→ **Extrait cité**:
◆ ◆ ◆ ◆ ◆ ◆ ◆

Ce sont les élus de l’Union RPR-UDF qui auront permis, grâce à leur action à la tête de 20 exécutifs régionaux, de donner toute leur place de 1992 à 1998 aux Régions dans le système politique et administratif français. Ils sont fiers de leur bilan.

Aujourd’hui, les candidats RPR et UDF se présentent à nouveau ensemble aux suffrages de leurs concitoyens, sur des listes d’Union renouvelées, rajeunies et féminisées.

Ils proposent de parfaire et d’amplifier l’oeuvre accomplie, d’explorer de nouveaux terrains pour plus d’emplois et une meilleure qualité de vie.

Ils mettent en garde contre une gauche plurielle qui ne cherche qu’à trouver dans des régions bien gérées et dont elle ne manquerait pas d’alourdir la fiscalité, les ressources complémentaires que sa politique dispendieuse réclame avec avidité.

I - NOTRE BILAN : LES CINQ BATAILLES GAGNÉES

C’est une réussite qui se mesure du point de vue du citoyen, du point de vue de l’usager et du point de vue du contribuable.

L’institution régionale est désormais connue et reconnue.

La visibilité et la crédibilité de l’institution régionale se sont renforcées depuis six ans. Plus des deux tiers des Français pensent que le Conseil Régional est porteur d’un projet de développement pour leur région et près de 60 % d’entre eux souhaitent un « développement du pouvoir régional ».

L’institution régionale a gagné la bataille de la légitimité.

L’identité régionale est devenue facteur d’adhésion.

◆ ◆ ◆ ◆ ◆ ◆ ◆

→ **Données recueillies**:
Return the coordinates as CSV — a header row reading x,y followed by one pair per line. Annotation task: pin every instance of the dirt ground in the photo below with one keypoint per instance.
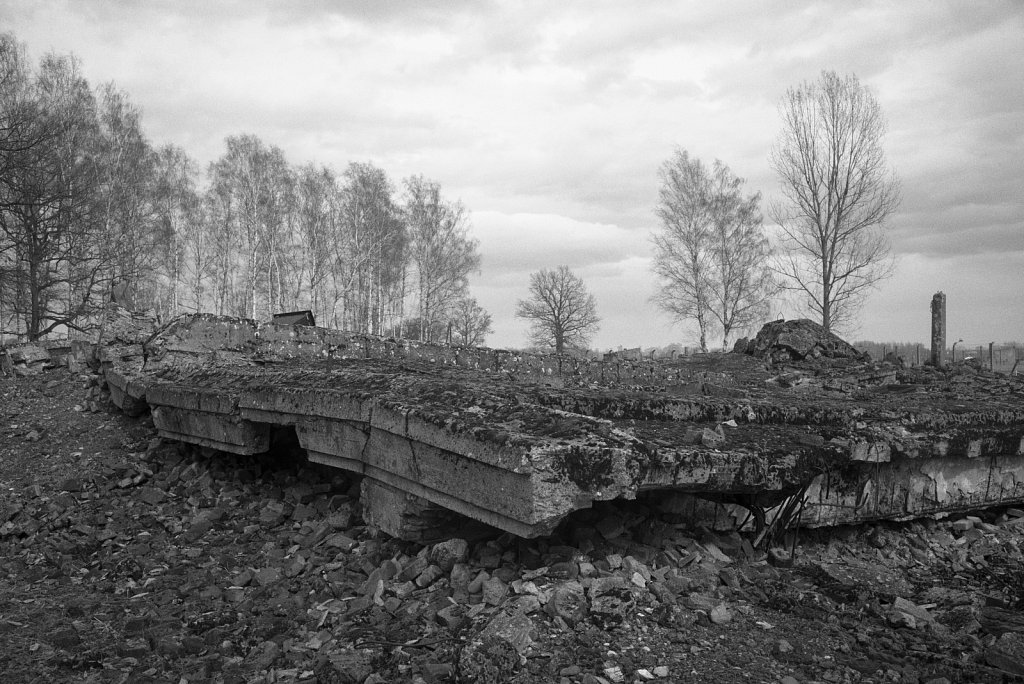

◆ ◆ ◆ ◆ ◆ ◆ ◆

→ **Consignes de l'exercice**:
1. Recopiez fidèlement l'extrait sur l'Union RPR-UDF, en commençant aux mots « C’est une réussite » et en vous arrêtant après « devenue facteur d’adhésion. ».
2. Répondez aux questions suivantes d'après l'extrait sur l'Union RPR-UDF.
(a) À la tête de combien d'exécutifs régionaux se trouvaient les élus de l'Union RPR-UDF ?
(b) Quelle part des Français pense que le Conseil régional est porteur d'un projet de développement pour leur région ?
(c) Par quels trois adjectifs les listes d'Union sont-elles qualifiées ?

→ **Corrigé complet**:
1.
C’est une réussite qui se mesure du point de vue du citoyen, du point de vue de l’usager et du point de vue du contribuable.

L’institution régionale est désormais connue et reconnue.

La visibilité et la crédibilité de l’institution régionale se sont renforcées depuis six ans. Plus des deux tiers des Français pensent que le Conseil Régional est porteur d’un projet de développement pour leur région et près de 60 % d’entre eux souhaitent un « développement du pouvoir régional ».

L’institution régionale a gagné la bataille de la légitimité.

L’identité régionale est devenue facteur d’adhésion.

2.
(a) 20 exécutifs régionaux.
(b) Plus des deux tiers des Français.
(c) Renouvelées, rajeunies et féminisées.